--- ACTION ITEM ---
When you transcribe the entries, reproduce every character and exclude the images.

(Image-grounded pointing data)
******
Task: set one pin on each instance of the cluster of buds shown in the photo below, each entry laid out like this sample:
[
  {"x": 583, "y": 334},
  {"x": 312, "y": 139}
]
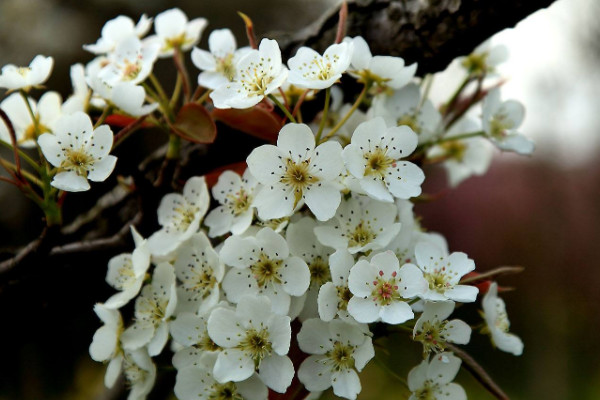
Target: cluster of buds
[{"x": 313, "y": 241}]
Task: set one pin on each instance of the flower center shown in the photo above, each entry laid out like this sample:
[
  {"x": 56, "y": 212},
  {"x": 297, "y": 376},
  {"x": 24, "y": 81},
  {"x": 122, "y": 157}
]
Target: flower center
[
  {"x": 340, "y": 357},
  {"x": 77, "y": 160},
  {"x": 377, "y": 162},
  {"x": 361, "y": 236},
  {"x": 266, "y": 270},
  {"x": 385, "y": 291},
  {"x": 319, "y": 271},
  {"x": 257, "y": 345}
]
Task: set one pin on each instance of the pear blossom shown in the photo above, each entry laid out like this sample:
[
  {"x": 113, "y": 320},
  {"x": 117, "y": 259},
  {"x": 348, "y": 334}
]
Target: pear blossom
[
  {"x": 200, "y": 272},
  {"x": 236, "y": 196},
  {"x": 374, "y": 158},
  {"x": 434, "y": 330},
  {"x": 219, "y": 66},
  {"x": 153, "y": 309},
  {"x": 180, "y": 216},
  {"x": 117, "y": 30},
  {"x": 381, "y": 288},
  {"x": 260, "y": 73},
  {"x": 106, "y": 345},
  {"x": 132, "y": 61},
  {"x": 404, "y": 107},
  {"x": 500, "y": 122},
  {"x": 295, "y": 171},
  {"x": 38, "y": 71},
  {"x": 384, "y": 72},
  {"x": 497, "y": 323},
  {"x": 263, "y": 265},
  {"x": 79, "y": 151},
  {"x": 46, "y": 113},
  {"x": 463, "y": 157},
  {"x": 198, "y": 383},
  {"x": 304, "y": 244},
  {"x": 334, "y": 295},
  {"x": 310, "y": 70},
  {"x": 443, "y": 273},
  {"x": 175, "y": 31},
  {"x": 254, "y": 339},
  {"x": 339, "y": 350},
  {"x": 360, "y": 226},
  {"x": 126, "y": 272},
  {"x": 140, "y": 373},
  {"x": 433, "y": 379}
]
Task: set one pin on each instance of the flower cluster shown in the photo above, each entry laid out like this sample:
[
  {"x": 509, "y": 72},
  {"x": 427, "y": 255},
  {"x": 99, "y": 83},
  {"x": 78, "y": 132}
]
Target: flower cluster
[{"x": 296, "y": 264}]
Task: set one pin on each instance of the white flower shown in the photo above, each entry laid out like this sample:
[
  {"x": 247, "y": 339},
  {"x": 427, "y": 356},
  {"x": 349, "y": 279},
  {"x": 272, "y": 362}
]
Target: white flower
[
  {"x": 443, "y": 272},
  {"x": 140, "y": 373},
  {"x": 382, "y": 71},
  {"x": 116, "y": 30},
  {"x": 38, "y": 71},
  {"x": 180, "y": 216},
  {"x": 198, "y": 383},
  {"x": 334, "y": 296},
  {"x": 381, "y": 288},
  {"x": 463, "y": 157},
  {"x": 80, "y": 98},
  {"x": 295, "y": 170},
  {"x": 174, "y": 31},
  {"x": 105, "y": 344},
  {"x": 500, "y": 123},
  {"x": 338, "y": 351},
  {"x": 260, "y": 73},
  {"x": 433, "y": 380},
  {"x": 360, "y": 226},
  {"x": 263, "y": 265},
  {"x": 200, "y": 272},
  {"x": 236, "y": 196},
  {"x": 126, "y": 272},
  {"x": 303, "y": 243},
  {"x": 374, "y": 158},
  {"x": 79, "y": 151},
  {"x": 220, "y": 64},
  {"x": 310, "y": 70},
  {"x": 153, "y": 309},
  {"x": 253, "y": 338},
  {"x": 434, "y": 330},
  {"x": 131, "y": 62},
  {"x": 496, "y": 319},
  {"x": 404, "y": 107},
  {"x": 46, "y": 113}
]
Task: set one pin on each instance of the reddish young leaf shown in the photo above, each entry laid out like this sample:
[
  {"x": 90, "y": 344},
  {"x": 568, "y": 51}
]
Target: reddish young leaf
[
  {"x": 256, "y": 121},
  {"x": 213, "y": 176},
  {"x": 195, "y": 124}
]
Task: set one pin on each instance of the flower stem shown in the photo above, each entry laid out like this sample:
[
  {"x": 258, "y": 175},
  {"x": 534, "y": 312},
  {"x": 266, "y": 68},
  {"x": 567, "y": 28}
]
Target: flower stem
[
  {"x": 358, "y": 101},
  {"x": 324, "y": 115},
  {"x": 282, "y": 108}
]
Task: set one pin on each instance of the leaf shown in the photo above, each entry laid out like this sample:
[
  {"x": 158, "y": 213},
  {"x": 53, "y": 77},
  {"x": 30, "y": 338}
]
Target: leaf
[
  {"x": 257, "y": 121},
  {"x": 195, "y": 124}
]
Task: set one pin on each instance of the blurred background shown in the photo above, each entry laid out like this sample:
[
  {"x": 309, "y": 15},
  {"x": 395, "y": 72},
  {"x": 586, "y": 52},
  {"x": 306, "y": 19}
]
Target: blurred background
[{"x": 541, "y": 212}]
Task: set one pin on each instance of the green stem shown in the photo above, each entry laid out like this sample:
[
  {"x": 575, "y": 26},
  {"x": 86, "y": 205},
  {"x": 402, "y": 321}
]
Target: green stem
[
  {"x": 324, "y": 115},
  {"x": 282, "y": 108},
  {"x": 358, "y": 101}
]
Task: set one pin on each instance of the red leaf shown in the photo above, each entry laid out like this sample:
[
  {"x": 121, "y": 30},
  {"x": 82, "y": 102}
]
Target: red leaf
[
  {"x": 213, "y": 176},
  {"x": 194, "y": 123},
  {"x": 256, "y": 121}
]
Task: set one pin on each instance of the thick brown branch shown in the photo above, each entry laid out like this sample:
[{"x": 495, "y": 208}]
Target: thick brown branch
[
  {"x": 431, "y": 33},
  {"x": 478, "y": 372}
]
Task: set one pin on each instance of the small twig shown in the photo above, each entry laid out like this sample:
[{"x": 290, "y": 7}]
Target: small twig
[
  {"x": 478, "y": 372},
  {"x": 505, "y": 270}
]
******
--- SOLVED EXERCISE ---
Task: set one pin on each instance of the cluster of buds shown in the photo below, each entry laid out like this sample:
[
  {"x": 583, "y": 334},
  {"x": 312, "y": 139}
]
Target: cluster of buds
[{"x": 313, "y": 241}]
Task: set one pin on each instance of the flower center shown in the photo above, each entry laid out like this sample:
[
  {"x": 56, "y": 212},
  {"x": 297, "y": 376},
  {"x": 24, "y": 81},
  {"x": 122, "y": 157}
]
Target: flower center
[
  {"x": 340, "y": 357},
  {"x": 77, "y": 160},
  {"x": 377, "y": 162},
  {"x": 361, "y": 236},
  {"x": 266, "y": 270},
  {"x": 385, "y": 291},
  {"x": 319, "y": 271},
  {"x": 257, "y": 345}
]
Task: set one pin on each instance of the pear blossom shown in the photo above, each entry laid out like this sample:
[
  {"x": 113, "y": 320},
  {"x": 117, "y": 259},
  {"x": 348, "y": 334}
]
Target: pear blossom
[
  {"x": 200, "y": 272},
  {"x": 236, "y": 196},
  {"x": 374, "y": 158},
  {"x": 434, "y": 330},
  {"x": 219, "y": 66},
  {"x": 153, "y": 309},
  {"x": 180, "y": 216},
  {"x": 117, "y": 30},
  {"x": 381, "y": 288},
  {"x": 260, "y": 73},
  {"x": 106, "y": 345},
  {"x": 132, "y": 61},
  {"x": 404, "y": 107},
  {"x": 500, "y": 122},
  {"x": 295, "y": 171},
  {"x": 38, "y": 71},
  {"x": 384, "y": 72},
  {"x": 497, "y": 323},
  {"x": 263, "y": 265},
  {"x": 79, "y": 151},
  {"x": 46, "y": 113},
  {"x": 463, "y": 157},
  {"x": 198, "y": 383},
  {"x": 304, "y": 244},
  {"x": 334, "y": 295},
  {"x": 310, "y": 70},
  {"x": 443, "y": 273},
  {"x": 175, "y": 31},
  {"x": 254, "y": 339},
  {"x": 339, "y": 350},
  {"x": 360, "y": 226},
  {"x": 126, "y": 272},
  {"x": 140, "y": 373},
  {"x": 433, "y": 379}
]
Task: set one pin on each instance of the flower cluster shown in the photo above, each entry laid out like this sample:
[
  {"x": 509, "y": 72},
  {"x": 427, "y": 255},
  {"x": 99, "y": 83},
  {"x": 78, "y": 132}
]
Target: flower cluster
[{"x": 296, "y": 264}]
Task: set one pin on each instance of the white flower shown in the photo above, each entry laid out like this sample:
[
  {"x": 247, "y": 339},
  {"x": 427, "y": 356},
  {"x": 349, "y": 279},
  {"x": 272, "y": 362}
]
Target: white flower
[
  {"x": 443, "y": 272},
  {"x": 140, "y": 373},
  {"x": 382, "y": 71},
  {"x": 116, "y": 30},
  {"x": 38, "y": 71},
  {"x": 180, "y": 216},
  {"x": 198, "y": 383},
  {"x": 334, "y": 296},
  {"x": 381, "y": 288},
  {"x": 463, "y": 157},
  {"x": 80, "y": 98},
  {"x": 295, "y": 170},
  {"x": 174, "y": 31},
  {"x": 105, "y": 344},
  {"x": 500, "y": 123},
  {"x": 338, "y": 351},
  {"x": 260, "y": 73},
  {"x": 433, "y": 380},
  {"x": 360, "y": 226},
  {"x": 263, "y": 265},
  {"x": 200, "y": 272},
  {"x": 236, "y": 196},
  {"x": 126, "y": 272},
  {"x": 303, "y": 243},
  {"x": 374, "y": 158},
  {"x": 79, "y": 151},
  {"x": 220, "y": 64},
  {"x": 310, "y": 70},
  {"x": 153, "y": 309},
  {"x": 253, "y": 338},
  {"x": 434, "y": 330},
  {"x": 131, "y": 62},
  {"x": 496, "y": 319},
  {"x": 404, "y": 107},
  {"x": 46, "y": 113}
]
Task: set one pin on each instance of the reddish young leaf shown in the photo above, each entry laid out like this sample:
[
  {"x": 90, "y": 344},
  {"x": 568, "y": 51}
]
Target: reddish young leaf
[
  {"x": 256, "y": 121},
  {"x": 213, "y": 176},
  {"x": 195, "y": 124}
]
Task: set one pin on each instance of the flower stem shown in the photo above, each entry laid out like this sample:
[
  {"x": 258, "y": 175},
  {"x": 534, "y": 312},
  {"x": 266, "y": 68},
  {"x": 567, "y": 28}
]
Target: flower stem
[
  {"x": 358, "y": 101},
  {"x": 324, "y": 115},
  {"x": 282, "y": 108}
]
Task: set one pin on each instance of the leaf shown in the photo above, each entry laid out like this sample:
[
  {"x": 158, "y": 213},
  {"x": 53, "y": 77},
  {"x": 30, "y": 338}
]
Target: leaf
[
  {"x": 257, "y": 121},
  {"x": 195, "y": 124}
]
Task: set one pin on each instance of the blurred background shown in the photo above, each entry laid out like this sample:
[
  {"x": 309, "y": 15},
  {"x": 395, "y": 72},
  {"x": 586, "y": 52},
  {"x": 306, "y": 19}
]
Target: blurred background
[{"x": 541, "y": 212}]
Task: set one pin on each instance of the green stem shown in the photo above, each entry laid out like this sample:
[
  {"x": 575, "y": 26},
  {"x": 86, "y": 205},
  {"x": 402, "y": 321}
]
Target: green stem
[
  {"x": 324, "y": 115},
  {"x": 282, "y": 108},
  {"x": 358, "y": 101}
]
Task: set one pin on each instance of the red leaf shown in the photo above, each entry laid out like this sample:
[
  {"x": 121, "y": 30},
  {"x": 82, "y": 102}
]
Target: red leaf
[
  {"x": 213, "y": 176},
  {"x": 194, "y": 123},
  {"x": 256, "y": 121}
]
Task: set one pin on each instance of the thick brown branch shown in the photo above, each entry laid out like this sample:
[{"x": 495, "y": 208}]
Target: thick brown branch
[
  {"x": 431, "y": 33},
  {"x": 478, "y": 372}
]
Task: set one pin on each instance of the small twig shown in the photo above, each entry laid out like this sample:
[{"x": 290, "y": 7}]
Target: small twig
[
  {"x": 478, "y": 372},
  {"x": 505, "y": 270}
]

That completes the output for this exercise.